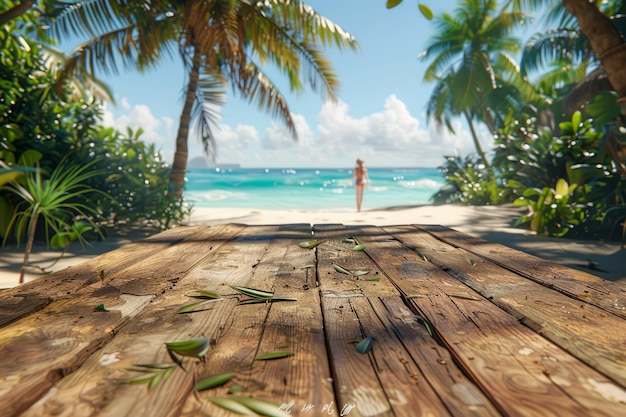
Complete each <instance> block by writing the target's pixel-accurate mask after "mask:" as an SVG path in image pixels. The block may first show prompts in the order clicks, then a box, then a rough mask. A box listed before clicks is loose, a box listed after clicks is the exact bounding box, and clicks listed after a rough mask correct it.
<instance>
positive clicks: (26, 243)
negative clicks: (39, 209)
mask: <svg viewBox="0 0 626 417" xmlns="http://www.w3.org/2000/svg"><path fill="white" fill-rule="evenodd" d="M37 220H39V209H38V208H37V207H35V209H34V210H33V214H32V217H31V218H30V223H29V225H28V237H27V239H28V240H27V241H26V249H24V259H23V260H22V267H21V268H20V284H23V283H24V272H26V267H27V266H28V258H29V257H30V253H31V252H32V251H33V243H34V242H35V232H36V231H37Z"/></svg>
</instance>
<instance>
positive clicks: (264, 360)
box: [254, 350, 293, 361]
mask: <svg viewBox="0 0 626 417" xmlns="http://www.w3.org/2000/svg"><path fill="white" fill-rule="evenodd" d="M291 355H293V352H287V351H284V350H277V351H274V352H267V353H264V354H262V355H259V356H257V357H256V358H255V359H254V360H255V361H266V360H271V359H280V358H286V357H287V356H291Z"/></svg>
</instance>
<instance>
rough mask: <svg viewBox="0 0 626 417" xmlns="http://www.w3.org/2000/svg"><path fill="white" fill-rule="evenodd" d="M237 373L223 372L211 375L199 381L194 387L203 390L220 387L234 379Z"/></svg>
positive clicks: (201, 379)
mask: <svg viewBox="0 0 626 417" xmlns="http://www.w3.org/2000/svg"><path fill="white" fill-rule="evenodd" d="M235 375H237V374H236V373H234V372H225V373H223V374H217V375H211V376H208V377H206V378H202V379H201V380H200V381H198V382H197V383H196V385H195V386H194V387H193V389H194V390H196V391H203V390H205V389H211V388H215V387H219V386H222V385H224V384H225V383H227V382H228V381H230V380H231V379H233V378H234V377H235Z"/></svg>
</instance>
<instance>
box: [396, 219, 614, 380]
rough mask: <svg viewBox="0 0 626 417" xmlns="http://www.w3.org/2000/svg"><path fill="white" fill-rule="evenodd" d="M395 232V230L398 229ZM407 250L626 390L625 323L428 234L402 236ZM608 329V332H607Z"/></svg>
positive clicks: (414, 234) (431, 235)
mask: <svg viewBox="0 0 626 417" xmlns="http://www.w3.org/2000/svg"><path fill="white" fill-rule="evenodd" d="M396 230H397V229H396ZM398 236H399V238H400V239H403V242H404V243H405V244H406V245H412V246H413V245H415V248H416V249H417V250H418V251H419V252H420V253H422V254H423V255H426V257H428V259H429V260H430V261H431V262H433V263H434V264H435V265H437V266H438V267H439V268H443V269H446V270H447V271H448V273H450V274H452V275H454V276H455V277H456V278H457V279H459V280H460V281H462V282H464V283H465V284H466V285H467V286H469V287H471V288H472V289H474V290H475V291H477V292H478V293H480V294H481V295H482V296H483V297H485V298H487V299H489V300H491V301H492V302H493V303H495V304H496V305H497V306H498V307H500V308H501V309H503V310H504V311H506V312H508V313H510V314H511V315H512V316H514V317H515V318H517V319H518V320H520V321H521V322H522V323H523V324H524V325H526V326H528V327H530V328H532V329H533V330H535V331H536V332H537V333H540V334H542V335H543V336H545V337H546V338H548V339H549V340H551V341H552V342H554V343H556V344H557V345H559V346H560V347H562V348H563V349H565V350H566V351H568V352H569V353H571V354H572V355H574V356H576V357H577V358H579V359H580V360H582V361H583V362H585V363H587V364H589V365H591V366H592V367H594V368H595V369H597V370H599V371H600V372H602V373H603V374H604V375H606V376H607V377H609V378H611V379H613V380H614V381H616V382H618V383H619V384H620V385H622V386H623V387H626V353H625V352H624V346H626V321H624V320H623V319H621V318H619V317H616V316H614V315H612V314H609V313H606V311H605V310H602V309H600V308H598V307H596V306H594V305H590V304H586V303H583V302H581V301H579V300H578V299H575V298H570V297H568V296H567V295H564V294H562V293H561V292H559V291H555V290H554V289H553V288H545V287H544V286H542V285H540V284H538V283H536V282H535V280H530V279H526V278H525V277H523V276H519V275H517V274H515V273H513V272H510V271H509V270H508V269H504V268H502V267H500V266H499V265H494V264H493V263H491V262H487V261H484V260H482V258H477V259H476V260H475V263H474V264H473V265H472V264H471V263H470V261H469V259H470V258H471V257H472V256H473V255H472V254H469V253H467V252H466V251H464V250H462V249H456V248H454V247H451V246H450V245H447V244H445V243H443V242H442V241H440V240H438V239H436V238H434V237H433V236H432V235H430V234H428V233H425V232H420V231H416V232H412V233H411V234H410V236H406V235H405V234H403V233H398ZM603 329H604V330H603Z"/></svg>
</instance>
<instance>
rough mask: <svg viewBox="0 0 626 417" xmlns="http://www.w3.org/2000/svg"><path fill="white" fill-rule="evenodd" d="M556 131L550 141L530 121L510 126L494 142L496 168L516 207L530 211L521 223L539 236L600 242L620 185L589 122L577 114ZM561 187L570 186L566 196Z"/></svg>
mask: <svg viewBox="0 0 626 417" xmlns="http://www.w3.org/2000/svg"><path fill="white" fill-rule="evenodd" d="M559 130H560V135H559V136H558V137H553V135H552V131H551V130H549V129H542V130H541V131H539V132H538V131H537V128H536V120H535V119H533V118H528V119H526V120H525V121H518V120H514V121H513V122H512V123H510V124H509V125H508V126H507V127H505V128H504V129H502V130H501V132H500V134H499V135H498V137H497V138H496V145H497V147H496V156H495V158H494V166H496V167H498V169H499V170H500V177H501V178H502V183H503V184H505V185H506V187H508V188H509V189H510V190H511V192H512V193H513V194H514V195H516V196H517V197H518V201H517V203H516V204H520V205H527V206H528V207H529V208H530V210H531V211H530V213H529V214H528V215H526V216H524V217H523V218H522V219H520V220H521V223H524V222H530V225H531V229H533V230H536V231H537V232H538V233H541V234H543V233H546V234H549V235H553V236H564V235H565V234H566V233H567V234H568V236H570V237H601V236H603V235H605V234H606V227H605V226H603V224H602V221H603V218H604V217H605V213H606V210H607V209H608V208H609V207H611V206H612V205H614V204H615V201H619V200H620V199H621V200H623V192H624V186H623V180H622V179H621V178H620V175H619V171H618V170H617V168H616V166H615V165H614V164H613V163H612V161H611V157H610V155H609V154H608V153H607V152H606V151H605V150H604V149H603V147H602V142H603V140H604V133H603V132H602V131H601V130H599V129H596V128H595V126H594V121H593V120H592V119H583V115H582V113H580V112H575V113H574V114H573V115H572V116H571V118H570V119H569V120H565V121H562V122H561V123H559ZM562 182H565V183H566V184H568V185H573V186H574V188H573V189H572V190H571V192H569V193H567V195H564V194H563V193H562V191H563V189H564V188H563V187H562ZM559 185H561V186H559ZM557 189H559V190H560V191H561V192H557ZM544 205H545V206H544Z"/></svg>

--------------------

What needs to be done:
An answer that restates all the entries exactly and drops the images is what is needed.

Written solution:
Complete each <instance> block by writing the target's pixel-accurate mask after "mask:" as an SVG path in image pixels. The block may first show prompts in the order clicks, then a box, then a rough mask. A box listed before clicks is loose, a box listed after clicks is the exact bounding box, and clicks listed after a rough mask correct it.
<instance>
positive clicks: (26, 243)
negative clicks: (39, 209)
mask: <svg viewBox="0 0 626 417" xmlns="http://www.w3.org/2000/svg"><path fill="white" fill-rule="evenodd" d="M37 220H39V209H38V208H37V207H35V209H34V210H33V214H32V217H31V218H30V223H29V225H28V237H27V239H28V240H27V241H26V249H24V259H23V260H22V267H21V268H20V284H23V283H24V272H26V267H27V266H28V258H29V257H30V253H31V252H32V251H33V243H34V242H35V232H36V231H37Z"/></svg>
</instance>
<instance>
positive clicks: (264, 360)
box: [254, 350, 293, 361]
mask: <svg viewBox="0 0 626 417" xmlns="http://www.w3.org/2000/svg"><path fill="white" fill-rule="evenodd" d="M291 355H293V352H287V351H284V350H277V351H274V352H267V353H264V354H262V355H259V356H257V357H256V358H255V359H254V360H255V361H266V360H271V359H280V358H286V357H287V356H291Z"/></svg>
</instance>
<instance>
rough mask: <svg viewBox="0 0 626 417" xmlns="http://www.w3.org/2000/svg"><path fill="white" fill-rule="evenodd" d="M237 373L223 372L211 375L199 381L194 387L203 390L220 387L234 379Z"/></svg>
positive clicks: (201, 379)
mask: <svg viewBox="0 0 626 417" xmlns="http://www.w3.org/2000/svg"><path fill="white" fill-rule="evenodd" d="M235 375H237V374H236V373H234V372H225V373H223V374H217V375H211V376H208V377H206V378H202V379H201V380H200V381H198V382H197V383H196V385H195V386H194V387H193V389H194V390H196V391H203V390H205V389H211V388H215V387H219V386H222V385H224V384H225V383H227V382H228V381H230V380H231V379H233V378H234V377H235Z"/></svg>
</instance>
<instance>
box: [396, 219, 614, 380]
rough mask: <svg viewBox="0 0 626 417" xmlns="http://www.w3.org/2000/svg"><path fill="white" fill-rule="evenodd" d="M395 232V230L398 229ZM407 250L626 390L625 323L428 234L402 236ZM608 329V332H607Z"/></svg>
positive clicks: (414, 234) (431, 235)
mask: <svg viewBox="0 0 626 417" xmlns="http://www.w3.org/2000/svg"><path fill="white" fill-rule="evenodd" d="M396 230H397V229H396ZM398 236H399V238H400V239H403V242H404V243H405V244H406V245H412V246H413V245H415V248H416V249H417V250H418V251H419V252H420V253H422V254H423V255H426V257H428V259H429V260H430V261H431V262H433V263H434V264H435V265H437V266H438V267H439V268H443V269H446V270H447V271H448V273H450V274H452V275H454V276H455V277H456V278H457V279H459V280H460V281H462V282H464V283H465V284H466V285H467V286H469V287H471V288H472V289H474V290H475V291H477V292H478V293H480V294H481V295H482V296H483V297H485V298H487V299H489V300H491V301H492V302H493V303H495V304H496V305H497V306H498V307H500V308H501V309H503V310H504V311H506V312H508V313H510V314H511V315H512V316H514V317H515V318H517V319H518V320H520V321H521V322H522V323H523V324H524V325H526V326H528V327H530V328H532V329H533V330H535V331H536V332H537V333H540V334H542V335H543V336H545V337H546V338H548V339H549V340H551V341H552V342H554V343H556V344H557V345H559V346H560V347H562V348H563V349H565V350H566V351H568V352H569V353H571V354H572V355H574V356H576V357H577V358H579V359H580V360H582V361H583V362H585V363H587V364H589V365H591V366H592V367H594V368H595V369H597V370H599V371H600V372H602V373H603V374H604V375H606V376H607V377H609V378H611V379H613V380H614V381H616V382H618V383H619V384H620V385H622V386H623V387H626V353H625V352H624V346H626V321H624V320H623V319H621V318H619V317H616V316H614V315H612V314H609V313H606V311H605V310H602V309H600V308H598V307H596V306H594V305H590V304H586V303H583V302H581V301H579V300H578V299H575V298H570V297H568V296H567V295H564V294H562V293H561V292H559V291H555V290H554V289H553V288H545V287H544V286H542V285H540V284H538V283H536V282H535V280H530V279H526V278H525V277H523V276H519V275H517V274H515V273H513V272H510V271H509V270H508V269H504V268H502V267H500V266H499V265H494V264H493V263H491V262H487V261H484V260H482V258H477V259H476V260H475V263H474V264H473V265H472V264H471V263H470V261H469V259H470V258H471V257H472V256H473V255H472V254H469V253H467V252H466V251H464V250H462V249H456V248H454V247H451V246H450V245H447V244H445V243H443V242H442V241H440V240H438V239H436V238H434V237H433V236H432V235H430V234H428V233H425V232H420V231H416V232H412V233H411V234H410V236H406V235H405V234H403V233H398ZM603 329H604V330H603Z"/></svg>
</instance>
<instance>
rough mask: <svg viewBox="0 0 626 417" xmlns="http://www.w3.org/2000/svg"><path fill="white" fill-rule="evenodd" d="M556 131L550 141L530 121L510 126L494 142L496 168L516 207L530 211L521 223L539 236L600 242L620 185L589 122L577 114ZM561 187L570 186L566 196Z"/></svg>
mask: <svg viewBox="0 0 626 417" xmlns="http://www.w3.org/2000/svg"><path fill="white" fill-rule="evenodd" d="M559 130H560V135H559V136H558V137H553V135H552V131H551V130H549V129H542V130H541V131H539V132H538V131H537V128H536V120H535V119H533V118H528V119H526V120H525V121H518V120H514V121H513V122H512V123H510V124H509V125H508V126H507V127H505V128H504V129H502V130H501V132H500V134H499V135H498V137H497V138H496V145H497V147H496V156H495V158H494V166H496V167H498V169H499V170H500V177H501V178H502V183H503V184H505V185H506V187H508V188H509V189H510V190H511V192H512V193H513V194H514V195H516V196H517V197H518V201H517V203H516V204H520V205H527V206H528V207H529V208H530V210H531V211H530V213H529V214H528V215H526V216H524V217H523V218H522V219H520V220H521V223H524V222H530V225H531V229H533V230H536V231H537V232H538V233H541V234H543V233H546V234H549V235H553V236H564V235H565V234H566V233H567V234H568V236H570V237H601V236H603V235H605V234H606V227H605V226H603V224H602V221H603V218H604V217H605V213H606V210H607V209H608V208H609V207H611V206H612V205H614V204H615V201H619V200H620V199H621V200H623V192H624V186H623V180H622V179H621V178H620V175H619V171H618V170H617V168H616V166H615V165H614V164H613V163H612V161H611V157H610V155H609V154H608V153H607V152H606V151H605V150H604V149H603V147H602V142H603V140H604V133H603V132H602V131H601V130H599V129H596V128H595V126H594V121H593V120H592V119H583V115H582V113H580V112H575V113H574V114H573V115H572V116H571V118H570V119H569V120H565V121H562V122H561V123H559ZM562 182H565V183H566V184H568V185H573V186H574V188H573V189H572V190H571V192H569V193H567V195H564V194H563V193H562V191H563V189H564V188H563V187H562ZM559 185H561V186H559ZM557 189H559V190H560V191H561V192H557ZM544 205H545V206H544Z"/></svg>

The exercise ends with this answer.